##### Records supplied

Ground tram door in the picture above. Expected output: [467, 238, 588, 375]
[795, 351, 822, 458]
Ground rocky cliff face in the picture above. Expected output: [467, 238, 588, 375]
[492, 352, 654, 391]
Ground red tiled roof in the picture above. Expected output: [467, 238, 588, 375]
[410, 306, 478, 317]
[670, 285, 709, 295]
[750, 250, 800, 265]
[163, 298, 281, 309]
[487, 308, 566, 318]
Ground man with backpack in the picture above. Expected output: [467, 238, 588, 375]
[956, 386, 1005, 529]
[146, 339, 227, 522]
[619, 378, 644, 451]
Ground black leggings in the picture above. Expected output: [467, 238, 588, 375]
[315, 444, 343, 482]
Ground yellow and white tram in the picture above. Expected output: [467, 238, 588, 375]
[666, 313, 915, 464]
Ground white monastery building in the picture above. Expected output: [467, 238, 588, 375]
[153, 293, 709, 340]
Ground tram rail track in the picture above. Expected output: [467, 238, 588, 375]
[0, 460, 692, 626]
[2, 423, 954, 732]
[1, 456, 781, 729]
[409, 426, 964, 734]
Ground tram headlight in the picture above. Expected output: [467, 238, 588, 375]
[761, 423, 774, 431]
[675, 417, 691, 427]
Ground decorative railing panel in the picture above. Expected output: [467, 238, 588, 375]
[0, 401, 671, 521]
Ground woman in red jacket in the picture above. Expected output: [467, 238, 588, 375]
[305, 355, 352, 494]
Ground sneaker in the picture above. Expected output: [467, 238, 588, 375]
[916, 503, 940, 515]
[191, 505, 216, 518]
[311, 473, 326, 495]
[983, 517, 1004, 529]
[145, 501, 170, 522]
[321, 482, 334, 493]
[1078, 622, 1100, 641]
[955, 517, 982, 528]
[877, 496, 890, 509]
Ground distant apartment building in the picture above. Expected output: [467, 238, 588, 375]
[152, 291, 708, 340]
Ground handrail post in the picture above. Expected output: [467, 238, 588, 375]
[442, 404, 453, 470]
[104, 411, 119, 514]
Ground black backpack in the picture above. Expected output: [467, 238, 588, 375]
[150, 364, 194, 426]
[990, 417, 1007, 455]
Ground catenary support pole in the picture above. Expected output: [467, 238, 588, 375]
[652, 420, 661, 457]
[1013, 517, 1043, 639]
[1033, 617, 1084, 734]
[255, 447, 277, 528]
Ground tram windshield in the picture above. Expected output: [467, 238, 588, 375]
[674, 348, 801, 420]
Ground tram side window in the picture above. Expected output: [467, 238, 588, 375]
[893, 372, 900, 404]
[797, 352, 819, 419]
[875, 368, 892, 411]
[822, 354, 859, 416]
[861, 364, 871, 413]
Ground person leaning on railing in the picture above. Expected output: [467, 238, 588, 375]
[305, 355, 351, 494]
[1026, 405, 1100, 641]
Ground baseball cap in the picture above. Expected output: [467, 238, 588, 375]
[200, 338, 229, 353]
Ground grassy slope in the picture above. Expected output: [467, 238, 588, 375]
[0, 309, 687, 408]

##########

→ Instructions for the task
The response should be an exact copy of the lines from the one with "Ground tram windshield" through the end of the data, with no other text.

→ Answer to this exercise
Ground tram windshield in the picture above. Expected output: [467, 238, 588, 375]
[674, 348, 801, 420]
Ground tram side window in the picture above. Expected output: [467, 238, 588, 375]
[893, 372, 900, 404]
[797, 352, 819, 419]
[875, 368, 892, 411]
[822, 354, 859, 416]
[861, 364, 871, 413]
Ground person leaning on railing in the picture above. Expected output: [467, 238, 588, 375]
[305, 355, 351, 494]
[1026, 405, 1100, 641]
Ground baseball cap in the picture above. Expected output: [467, 238, 588, 375]
[200, 338, 229, 353]
Ground grassy slope in the picture above. Expected output: [467, 238, 588, 375]
[0, 309, 687, 408]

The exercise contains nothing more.